── Text block

0:02

In this section of our lecture,

we present some important descriptive numbers

that measure the variability of the observations around the mean.

Usually to indicate this variability,

we speak about the spread of the observation around the mean.

In particular, in this lecture,

we'll see the range,

the variance and the standard deviation.

We need to keep in mind that in all context there exists variation.

There exists always a mean value and a value which stays around the mean,

and which is indicated by the spread.

For example, in finance the variation from the mean represents the risk.

A students study on average eight hour per day.

This is a mean value.

The student may study some days 10 hours,

some other day six hours and so forth.

It is interesting to notice that while two datasets could have the same means,

one set of observation can have a higher degree of dispersion around its mean,

compare with the other set.

This means that given two sets of observations,

the individual observation in one set

may divert more than the mean than the other observations.

For example, in sample A,

we have 1, 2,

1 and 40, and in sample B we have 9,

10, 11 and 14.

If we calculate the mean,

this is for both sets equal to 11.

However, we can notice that the data in the first sample

are further from the mean value than the data in the second sample.

This is why once we get the mean,

it is important for us to know also the measure of this spread around the mean.

────

> [Stated goal A]
Check the following statements against the lecture on variability, answering yes or no for each and quoting the words of the lecture that decide it: (i) The lecture covers the range, the variance and the standard deviation. (ii) In finance, the variation from the mean represents the return. (iii) Two datasets with the same mean must have the same degree of dispersion.
> [Stated goal B]
Carry the lecture on variability forward from its final sentence.

── Information shown

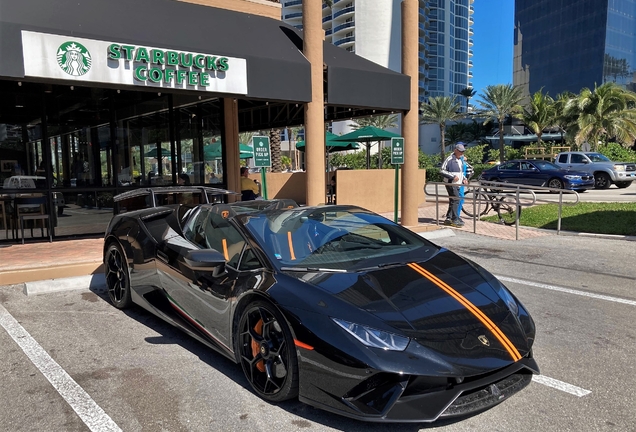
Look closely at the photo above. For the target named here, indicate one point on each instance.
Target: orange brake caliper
(258, 328)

────

> [Exercise result A]
(i) Yes: "we'll see the range, the variance and the standard deviation."
(ii) No: "in finance the variation from the mean represents the risk."
(iii) No: "while two datasets could have the same means, one set of observation can have a higher degree of dispersion around its mean"

> [Exercise result B]
2:49

The range is the difference between the largest observation and the smallest observation.

The greater the spread of the data from the center of the distribution,

the larger the range.

Since the range takes into account only the largest and the smallest observations,

it might give a distorted picture of the data.

In particular, this is likely to happen if there is an unusual extreme observation.

This is why although the range measures the total spread of the data,

it might be not a satisfactory measure of the variability.

3:38

The usual extreme observations we can have in our data are called outliers.

Basically, the outliers are either very height or the low observations.

The influence of the outliers in the data may distort our final understanding of them.

One way usually used to avoid

this drawback is to set the data in ascending or descending order.

After, we need to discard some of the highest and some of the lowest numbers.

Finally, we find the range of those remaining.

4:49

Although the range measures the spread of the data,

we need a measure that would average

the total distance between each of the data values in the mean.

In these cases, we have to do with the variance and the standard deviation.

Notice that for all datasets,

if we sum up all the distances between each of the data values in the mean,

it will be always equal to zero.

This is understandable if we consider that the mean is the center of the data.

5:33

If the data value is below the mean value,

the difference between the data value and the mean would be negative and vice versa.

This is why we square these differences.

Then each observation, both above and below the mean,

would be part of the sum of the squared terms.

6:02

The variance represents the average of the sum of the squared terms.

The population variance is indicated by the Greek letter Sigma square.

The variance is the sum of the squared difference between

each observations and the population mean divided by

the population size N.

6:32

The sample variance is indicated by the capital letters S square.

The sample variance is the sum of

the squared differences between each observation and the sample mean,

divided by the sample size, and minus one.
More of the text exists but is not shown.